» Questions
1. From the Kip Gross biography, write out the passage that begins at the words "On May 10, 1994, Gross" and stops after the words "Golden Baseball League.".
2. Render this sentence from the Kip Gross biography in Spanish: "Gross was drafted by the New York Mets in the fourth round of the 1986 Major League Baseball draft."
3. Answer these questions using the Kip Gross biography:
(a) In what town and state was Gross born?
(b) With which Cape Cod Baseball League team did he play collegiate summer baseball in 1985?
(c) For which team was he the manager in 2010?

American baseball player (born 1964)

Kip Lee Gross (born August 24, 1964) is an American former professional baseball pitcher who played for the Cincinnati Reds, Los Angeles Dodgers, Nippon-Ham Fighters, Boston Red Sox and Houston Astros in Major League Baseball and Nippon Professional Baseball between 1990 and 2000.

==Biography==
Gross was born in Scottsbluff, Nebraska, and played college baseball both at Murray State College (where he was drafted in the third round of the January draft) and the University of Nebraska–Lincoln. In 1985, he played collegiate summer baseball with the Hyannis Mets of the Cape Cod Baseball League. Gross was drafted by the New York Mets in the fourth round of the 1986 Major League Baseball draft. He played his first MLB game on April 21, 1990, with the Cincinnati Reds.

Gross played for four different ball clubs during his career: the Cincinnati Reds from 1990 until 1991, the Los Angeles Dodgers from 1992 until 1993, the Boston Red Sox in 1999 and the Houston Astros in 2000. He played his final MLB game on May 29, 2000.

On May 10, 1994, Gross was purchased from the Los Angeles Dodgers by the Nippon Ham Fighters of the Japanese Pacific League. This explains his absence from Major League Baseball from 1994 until 1998. He was highly successful in Japan, leading the league in wins from 1995 and 1996. Gross returned to the United States in 1998 to undergo surgery. He is remembered by baseball enthusiasts as one of the finest non-Japanese players to have played in the Japanese Leagues and for the Nippon Ham Fighters.

In 2010, Gross was the manager, pitching coach, hitting coach and GM for the Victoria Seals in the Golden Baseball League.

» Listed records
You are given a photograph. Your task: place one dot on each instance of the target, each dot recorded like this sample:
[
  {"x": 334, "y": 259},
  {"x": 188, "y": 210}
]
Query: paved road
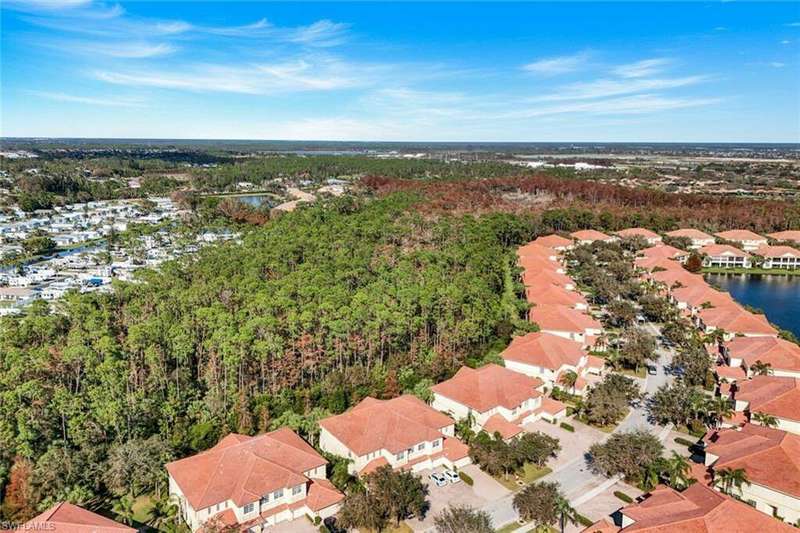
[{"x": 578, "y": 483}]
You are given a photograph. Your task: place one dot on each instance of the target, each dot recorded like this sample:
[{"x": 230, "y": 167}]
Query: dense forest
[{"x": 307, "y": 316}]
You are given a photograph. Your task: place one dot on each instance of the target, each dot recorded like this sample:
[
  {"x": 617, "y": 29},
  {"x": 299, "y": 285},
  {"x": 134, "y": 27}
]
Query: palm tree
[
  {"x": 718, "y": 409},
  {"x": 124, "y": 509},
  {"x": 677, "y": 471},
  {"x": 728, "y": 478},
  {"x": 766, "y": 420},
  {"x": 568, "y": 379},
  {"x": 565, "y": 513},
  {"x": 163, "y": 512},
  {"x": 760, "y": 368}
]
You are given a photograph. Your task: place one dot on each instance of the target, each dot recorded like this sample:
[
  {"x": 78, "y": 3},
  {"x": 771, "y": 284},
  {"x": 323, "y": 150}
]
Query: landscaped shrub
[{"x": 622, "y": 496}]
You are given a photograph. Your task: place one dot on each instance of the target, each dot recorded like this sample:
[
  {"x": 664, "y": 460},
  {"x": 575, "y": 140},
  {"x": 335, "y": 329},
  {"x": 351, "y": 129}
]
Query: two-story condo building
[
  {"x": 771, "y": 460},
  {"x": 734, "y": 320},
  {"x": 725, "y": 256},
  {"x": 782, "y": 356},
  {"x": 771, "y": 395},
  {"x": 697, "y": 237},
  {"x": 786, "y": 236},
  {"x": 750, "y": 241},
  {"x": 556, "y": 242},
  {"x": 697, "y": 509},
  {"x": 588, "y": 236},
  {"x": 497, "y": 399},
  {"x": 253, "y": 482},
  {"x": 651, "y": 237},
  {"x": 403, "y": 432},
  {"x": 548, "y": 357},
  {"x": 567, "y": 322},
  {"x": 779, "y": 256},
  {"x": 65, "y": 517}
]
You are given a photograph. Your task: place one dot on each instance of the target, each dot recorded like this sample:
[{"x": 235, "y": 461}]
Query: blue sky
[{"x": 689, "y": 71}]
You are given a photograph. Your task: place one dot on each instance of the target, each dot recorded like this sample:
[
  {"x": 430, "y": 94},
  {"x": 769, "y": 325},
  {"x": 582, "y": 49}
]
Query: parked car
[
  {"x": 452, "y": 476},
  {"x": 438, "y": 479}
]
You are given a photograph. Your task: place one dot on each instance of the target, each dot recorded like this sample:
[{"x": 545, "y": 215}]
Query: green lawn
[{"x": 530, "y": 473}]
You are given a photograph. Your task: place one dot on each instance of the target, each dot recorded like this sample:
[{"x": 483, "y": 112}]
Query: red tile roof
[
  {"x": 65, "y": 517},
  {"x": 780, "y": 354},
  {"x": 717, "y": 250},
  {"x": 543, "y": 350},
  {"x": 488, "y": 387},
  {"x": 498, "y": 424},
  {"x": 638, "y": 232},
  {"x": 663, "y": 250},
  {"x": 553, "y": 241},
  {"x": 740, "y": 235},
  {"x": 242, "y": 468},
  {"x": 533, "y": 278},
  {"x": 766, "y": 250},
  {"x": 698, "y": 509},
  {"x": 789, "y": 235},
  {"x": 777, "y": 396},
  {"x": 770, "y": 457},
  {"x": 694, "y": 234},
  {"x": 549, "y": 294},
  {"x": 698, "y": 294},
  {"x": 735, "y": 319},
  {"x": 394, "y": 425},
  {"x": 590, "y": 235},
  {"x": 563, "y": 318}
]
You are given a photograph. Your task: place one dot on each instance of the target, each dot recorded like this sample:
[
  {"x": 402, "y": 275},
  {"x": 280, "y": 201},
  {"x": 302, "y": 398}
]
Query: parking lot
[{"x": 483, "y": 491}]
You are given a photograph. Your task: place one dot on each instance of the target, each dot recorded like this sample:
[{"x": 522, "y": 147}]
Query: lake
[{"x": 777, "y": 296}]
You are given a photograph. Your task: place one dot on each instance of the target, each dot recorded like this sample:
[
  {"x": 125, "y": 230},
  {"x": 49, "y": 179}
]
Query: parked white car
[
  {"x": 452, "y": 476},
  {"x": 438, "y": 479}
]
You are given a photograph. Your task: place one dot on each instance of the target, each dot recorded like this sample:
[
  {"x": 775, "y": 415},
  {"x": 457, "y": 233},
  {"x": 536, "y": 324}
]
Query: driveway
[{"x": 484, "y": 493}]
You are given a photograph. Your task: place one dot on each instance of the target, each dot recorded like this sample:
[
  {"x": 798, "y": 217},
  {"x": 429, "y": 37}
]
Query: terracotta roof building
[
  {"x": 547, "y": 357},
  {"x": 588, "y": 236},
  {"x": 498, "y": 399},
  {"x": 779, "y": 256},
  {"x": 650, "y": 236},
  {"x": 556, "y": 242},
  {"x": 253, "y": 482},
  {"x": 403, "y": 432},
  {"x": 771, "y": 460},
  {"x": 771, "y": 395},
  {"x": 782, "y": 356},
  {"x": 724, "y": 255},
  {"x": 65, "y": 517},
  {"x": 697, "y": 509},
  {"x": 788, "y": 236},
  {"x": 734, "y": 319},
  {"x": 697, "y": 237},
  {"x": 749, "y": 240},
  {"x": 566, "y": 322}
]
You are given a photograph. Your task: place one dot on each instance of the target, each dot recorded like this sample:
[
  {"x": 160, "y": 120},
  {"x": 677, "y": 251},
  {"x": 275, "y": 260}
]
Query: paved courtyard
[
  {"x": 484, "y": 491},
  {"x": 573, "y": 445}
]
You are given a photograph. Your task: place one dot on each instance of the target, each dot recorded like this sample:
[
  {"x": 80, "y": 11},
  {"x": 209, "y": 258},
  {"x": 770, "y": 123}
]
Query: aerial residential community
[{"x": 399, "y": 267}]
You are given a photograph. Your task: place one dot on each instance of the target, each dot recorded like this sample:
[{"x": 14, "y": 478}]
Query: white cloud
[
  {"x": 643, "y": 68},
  {"x": 552, "y": 66},
  {"x": 89, "y": 100}
]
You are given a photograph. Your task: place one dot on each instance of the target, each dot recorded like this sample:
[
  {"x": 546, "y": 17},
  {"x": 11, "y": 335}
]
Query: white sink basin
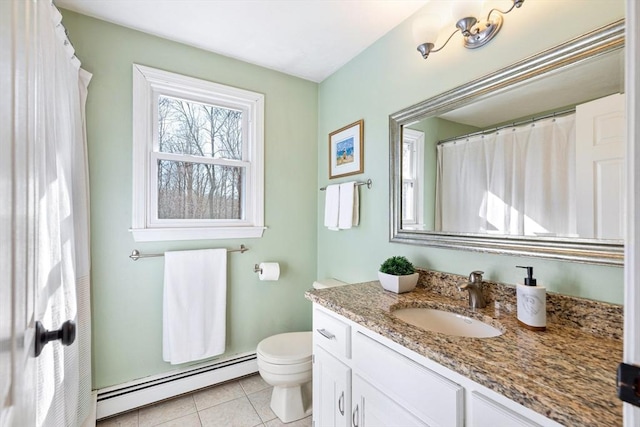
[{"x": 446, "y": 322}]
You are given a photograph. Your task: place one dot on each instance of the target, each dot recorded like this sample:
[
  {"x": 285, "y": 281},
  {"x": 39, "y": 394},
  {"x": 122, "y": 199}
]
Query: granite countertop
[{"x": 567, "y": 373}]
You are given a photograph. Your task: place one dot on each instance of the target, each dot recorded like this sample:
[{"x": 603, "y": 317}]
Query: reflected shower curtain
[
  {"x": 517, "y": 181},
  {"x": 61, "y": 243}
]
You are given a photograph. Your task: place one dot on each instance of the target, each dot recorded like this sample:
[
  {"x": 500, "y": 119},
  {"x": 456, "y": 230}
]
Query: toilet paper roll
[{"x": 269, "y": 271}]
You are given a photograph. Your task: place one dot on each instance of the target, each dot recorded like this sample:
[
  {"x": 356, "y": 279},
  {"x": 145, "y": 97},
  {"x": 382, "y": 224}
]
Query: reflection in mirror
[{"x": 522, "y": 161}]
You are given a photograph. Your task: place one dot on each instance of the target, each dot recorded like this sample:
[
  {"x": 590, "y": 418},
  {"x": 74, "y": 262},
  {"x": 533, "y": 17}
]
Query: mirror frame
[{"x": 598, "y": 42}]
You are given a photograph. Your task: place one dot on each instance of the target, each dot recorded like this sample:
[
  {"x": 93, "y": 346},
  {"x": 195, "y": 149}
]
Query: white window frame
[
  {"x": 148, "y": 85},
  {"x": 415, "y": 139}
]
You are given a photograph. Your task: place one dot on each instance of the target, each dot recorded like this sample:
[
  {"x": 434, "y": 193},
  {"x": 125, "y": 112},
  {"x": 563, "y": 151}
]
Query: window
[
  {"x": 197, "y": 159},
  {"x": 412, "y": 178}
]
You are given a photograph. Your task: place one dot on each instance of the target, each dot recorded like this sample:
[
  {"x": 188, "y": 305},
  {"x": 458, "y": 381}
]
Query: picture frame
[{"x": 346, "y": 150}]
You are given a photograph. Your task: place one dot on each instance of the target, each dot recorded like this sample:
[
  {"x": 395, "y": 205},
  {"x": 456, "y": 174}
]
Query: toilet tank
[{"x": 327, "y": 283}]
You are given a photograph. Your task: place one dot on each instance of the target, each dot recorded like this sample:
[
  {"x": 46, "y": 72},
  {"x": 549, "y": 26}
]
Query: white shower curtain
[
  {"x": 61, "y": 246},
  {"x": 516, "y": 181}
]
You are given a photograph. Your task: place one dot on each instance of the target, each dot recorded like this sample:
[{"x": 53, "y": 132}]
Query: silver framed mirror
[{"x": 539, "y": 76}]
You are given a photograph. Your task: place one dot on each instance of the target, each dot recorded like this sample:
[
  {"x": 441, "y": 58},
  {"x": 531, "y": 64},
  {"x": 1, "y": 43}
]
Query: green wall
[
  {"x": 127, "y": 295},
  {"x": 391, "y": 75}
]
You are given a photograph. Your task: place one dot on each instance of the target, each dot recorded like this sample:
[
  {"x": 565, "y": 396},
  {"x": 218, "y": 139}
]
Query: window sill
[{"x": 165, "y": 234}]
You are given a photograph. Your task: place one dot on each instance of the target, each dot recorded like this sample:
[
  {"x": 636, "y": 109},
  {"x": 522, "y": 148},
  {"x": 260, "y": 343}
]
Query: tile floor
[{"x": 240, "y": 403}]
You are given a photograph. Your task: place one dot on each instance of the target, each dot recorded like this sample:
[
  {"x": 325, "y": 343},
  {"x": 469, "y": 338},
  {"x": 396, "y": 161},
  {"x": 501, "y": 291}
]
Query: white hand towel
[
  {"x": 349, "y": 206},
  {"x": 332, "y": 206},
  {"x": 194, "y": 309}
]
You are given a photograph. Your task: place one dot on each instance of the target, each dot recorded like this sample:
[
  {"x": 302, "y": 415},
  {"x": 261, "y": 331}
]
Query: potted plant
[{"x": 398, "y": 275}]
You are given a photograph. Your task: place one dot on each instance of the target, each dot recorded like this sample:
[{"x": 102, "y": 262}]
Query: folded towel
[
  {"x": 332, "y": 206},
  {"x": 194, "y": 308},
  {"x": 349, "y": 215}
]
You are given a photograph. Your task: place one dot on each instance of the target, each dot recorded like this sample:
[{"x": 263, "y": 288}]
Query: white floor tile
[
  {"x": 236, "y": 413},
  {"x": 166, "y": 411},
  {"x": 305, "y": 422},
  {"x": 261, "y": 402},
  {"x": 219, "y": 394},
  {"x": 191, "y": 420},
  {"x": 253, "y": 383},
  {"x": 128, "y": 419}
]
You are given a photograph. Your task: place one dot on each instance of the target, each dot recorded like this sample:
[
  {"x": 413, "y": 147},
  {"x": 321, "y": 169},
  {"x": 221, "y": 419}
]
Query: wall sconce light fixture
[{"x": 476, "y": 32}]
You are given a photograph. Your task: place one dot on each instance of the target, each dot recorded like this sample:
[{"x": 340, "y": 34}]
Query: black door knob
[{"x": 66, "y": 334}]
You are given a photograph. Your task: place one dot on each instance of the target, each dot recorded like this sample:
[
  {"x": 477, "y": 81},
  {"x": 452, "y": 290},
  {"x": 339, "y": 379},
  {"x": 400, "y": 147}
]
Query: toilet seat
[{"x": 290, "y": 348}]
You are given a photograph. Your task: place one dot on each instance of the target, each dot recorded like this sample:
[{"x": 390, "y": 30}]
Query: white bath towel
[
  {"x": 349, "y": 215},
  {"x": 332, "y": 206},
  {"x": 194, "y": 308}
]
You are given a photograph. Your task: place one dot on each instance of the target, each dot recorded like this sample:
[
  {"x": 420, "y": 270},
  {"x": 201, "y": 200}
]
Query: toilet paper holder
[{"x": 269, "y": 271}]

» Answer set
1.
On May 10, 1994, Gross was purchased from the Los Angeles Dodgers by the Nippon Ham Fighters of the Japanese Pacific League. This explains his absence from Major League Baseball from 1994 until 1998. He was highly successful in Japan, leading the league in wins from 1995 and 1996. Gross returned to the United States in 1998 to undergo surgery. He is remembered by baseball enthusiasts as one of the finest non-Japanese players to have played in the Japanese Leagues and for the Nippon Ham Fighters.

In 2010, Gross was the manager, pitching coach, hitting coach and GM for the Victoria Seals in the Golden Baseball League.

2. Gross fue seleccionado por los New York Mets en la cuarta ronda del draft de 1986 de las Grandes Ligas de Béisbol.

3.
(a) Scottsbluff, Nebraska
(b) The Hyannis Mets
(c) The Victoria Seals of the Golden Baseball League